RECORD SET
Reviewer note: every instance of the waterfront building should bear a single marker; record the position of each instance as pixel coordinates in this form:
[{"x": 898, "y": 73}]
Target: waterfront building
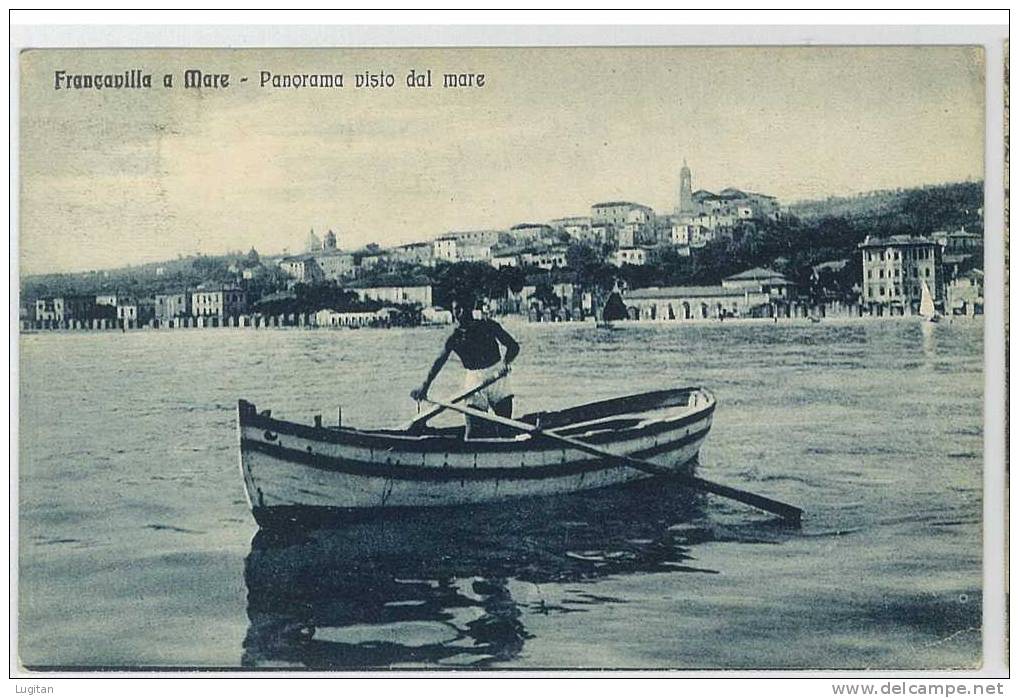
[
  {"x": 444, "y": 249},
  {"x": 253, "y": 272},
  {"x": 411, "y": 290},
  {"x": 688, "y": 303},
  {"x": 302, "y": 269},
  {"x": 65, "y": 308},
  {"x": 336, "y": 266},
  {"x": 218, "y": 302},
  {"x": 486, "y": 236},
  {"x": 474, "y": 252},
  {"x": 505, "y": 259},
  {"x": 332, "y": 318},
  {"x": 959, "y": 242},
  {"x": 619, "y": 213},
  {"x": 420, "y": 254},
  {"x": 684, "y": 234},
  {"x": 578, "y": 228},
  {"x": 372, "y": 262},
  {"x": 526, "y": 233},
  {"x": 895, "y": 269},
  {"x": 136, "y": 312},
  {"x": 170, "y": 306},
  {"x": 552, "y": 257},
  {"x": 601, "y": 233},
  {"x": 760, "y": 279},
  {"x": 737, "y": 203},
  {"x": 634, "y": 256}
]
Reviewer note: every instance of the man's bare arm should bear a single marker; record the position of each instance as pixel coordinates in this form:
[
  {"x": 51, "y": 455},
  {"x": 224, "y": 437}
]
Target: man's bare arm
[
  {"x": 513, "y": 349},
  {"x": 440, "y": 361}
]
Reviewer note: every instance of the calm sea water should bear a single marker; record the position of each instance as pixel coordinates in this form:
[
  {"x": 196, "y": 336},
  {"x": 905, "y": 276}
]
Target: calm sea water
[{"x": 137, "y": 548}]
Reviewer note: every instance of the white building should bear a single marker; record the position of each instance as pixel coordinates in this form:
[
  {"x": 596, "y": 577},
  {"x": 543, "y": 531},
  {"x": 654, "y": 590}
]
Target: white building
[
  {"x": 410, "y": 293},
  {"x": 635, "y": 256},
  {"x": 444, "y": 249},
  {"x": 302, "y": 269}
]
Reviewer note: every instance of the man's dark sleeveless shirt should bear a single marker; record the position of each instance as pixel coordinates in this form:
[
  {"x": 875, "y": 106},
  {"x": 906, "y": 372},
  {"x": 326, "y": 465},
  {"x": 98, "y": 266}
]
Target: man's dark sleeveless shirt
[{"x": 476, "y": 343}]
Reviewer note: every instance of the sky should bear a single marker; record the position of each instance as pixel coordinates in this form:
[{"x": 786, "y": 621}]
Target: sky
[{"x": 113, "y": 177}]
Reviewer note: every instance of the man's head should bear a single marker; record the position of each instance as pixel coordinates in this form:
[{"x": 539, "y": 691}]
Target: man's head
[{"x": 463, "y": 308}]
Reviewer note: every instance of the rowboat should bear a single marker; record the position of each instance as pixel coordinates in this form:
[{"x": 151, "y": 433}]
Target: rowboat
[{"x": 297, "y": 472}]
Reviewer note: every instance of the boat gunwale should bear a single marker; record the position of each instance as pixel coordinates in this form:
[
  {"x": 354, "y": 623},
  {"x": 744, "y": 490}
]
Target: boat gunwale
[
  {"x": 333, "y": 464},
  {"x": 449, "y": 443}
]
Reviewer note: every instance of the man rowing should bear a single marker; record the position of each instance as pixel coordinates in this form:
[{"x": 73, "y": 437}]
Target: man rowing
[{"x": 477, "y": 343}]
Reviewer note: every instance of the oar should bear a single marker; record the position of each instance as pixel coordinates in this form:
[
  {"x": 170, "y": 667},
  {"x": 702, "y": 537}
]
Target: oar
[
  {"x": 791, "y": 514},
  {"x": 420, "y": 420}
]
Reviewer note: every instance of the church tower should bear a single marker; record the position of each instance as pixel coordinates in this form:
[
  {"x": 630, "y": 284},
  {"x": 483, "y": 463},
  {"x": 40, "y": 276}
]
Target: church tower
[
  {"x": 686, "y": 191},
  {"x": 313, "y": 244}
]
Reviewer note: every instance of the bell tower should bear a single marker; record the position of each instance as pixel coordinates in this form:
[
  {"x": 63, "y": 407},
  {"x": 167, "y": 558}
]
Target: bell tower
[{"x": 686, "y": 191}]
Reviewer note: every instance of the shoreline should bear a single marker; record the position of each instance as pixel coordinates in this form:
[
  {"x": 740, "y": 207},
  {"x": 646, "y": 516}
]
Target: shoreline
[{"x": 515, "y": 321}]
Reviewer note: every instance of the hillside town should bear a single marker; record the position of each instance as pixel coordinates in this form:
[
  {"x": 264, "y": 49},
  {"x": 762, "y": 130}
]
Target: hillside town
[{"x": 562, "y": 269}]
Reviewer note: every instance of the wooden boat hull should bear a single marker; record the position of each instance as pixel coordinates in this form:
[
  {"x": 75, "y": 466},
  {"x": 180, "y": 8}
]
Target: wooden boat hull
[{"x": 296, "y": 472}]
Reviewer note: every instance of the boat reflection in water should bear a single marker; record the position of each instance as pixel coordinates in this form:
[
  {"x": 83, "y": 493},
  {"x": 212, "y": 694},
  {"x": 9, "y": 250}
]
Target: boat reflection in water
[{"x": 433, "y": 587}]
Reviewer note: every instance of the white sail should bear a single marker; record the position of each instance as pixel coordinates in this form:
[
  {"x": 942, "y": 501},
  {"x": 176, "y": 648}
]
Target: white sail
[{"x": 927, "y": 303}]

THE REQUEST
Word for word, quote the lines from the line containing "Reviewer note: every instance of the oar" through the end of the material, both included, and nothing else.

ANSWER TO THE TASK
Reviewer note: every instance of the oar should bear a single marker; record the position of each instance as pixel coordinates in this form:
[
  {"x": 170, "y": 667},
  {"x": 702, "y": 537}
]
Target: oar
[
  {"x": 791, "y": 514},
  {"x": 420, "y": 420}
]
Reviewer note: every instance of the church tower should bear a single marker; record the position of each instance as pixel coordinates in this form:
[
  {"x": 630, "y": 284},
  {"x": 483, "y": 463},
  {"x": 40, "y": 276}
]
Target: church tower
[
  {"x": 686, "y": 191},
  {"x": 313, "y": 244}
]
Reviewer note: every instance of the bell tower should bear a single marker; record the position of each instance as pixel coordinates in this form:
[
  {"x": 63, "y": 407},
  {"x": 167, "y": 558}
]
Target: bell tower
[{"x": 686, "y": 191}]
Reviewer note: every instance of the shoreline should bear a single marker; record the position of each instance as pixel coordinates in this form:
[
  {"x": 740, "y": 207},
  {"x": 646, "y": 516}
]
Target: shoreline
[{"x": 515, "y": 321}]
Reviewer note: every instance of the hillside town should bear a single marker; record the position of each instance as pixel coordinates in this form:
[
  {"x": 264, "y": 49},
  {"x": 762, "y": 130}
]
Target: hillside town
[{"x": 562, "y": 269}]
Reviewer note: every instance of the wooden boat hull should bear a single marker; record the position of each instance as pixel coordinates in this form:
[
  {"x": 75, "y": 466},
  {"x": 180, "y": 8}
]
Target: wooden boat hull
[{"x": 296, "y": 472}]
Reviewer note: every instance of the boat reflection in water should bear a single marker; record the position of each instance as pixel coordinates in this form:
[
  {"x": 83, "y": 493},
  {"x": 212, "y": 694},
  {"x": 9, "y": 250}
]
Target: boat reflection in water
[{"x": 433, "y": 587}]
Reviewer note: every instance of the white sail should bear a single marker; record the position of each instance as pixel coordinates in this form:
[
  {"x": 942, "y": 501},
  {"x": 176, "y": 648}
]
Target: white sail
[{"x": 927, "y": 303}]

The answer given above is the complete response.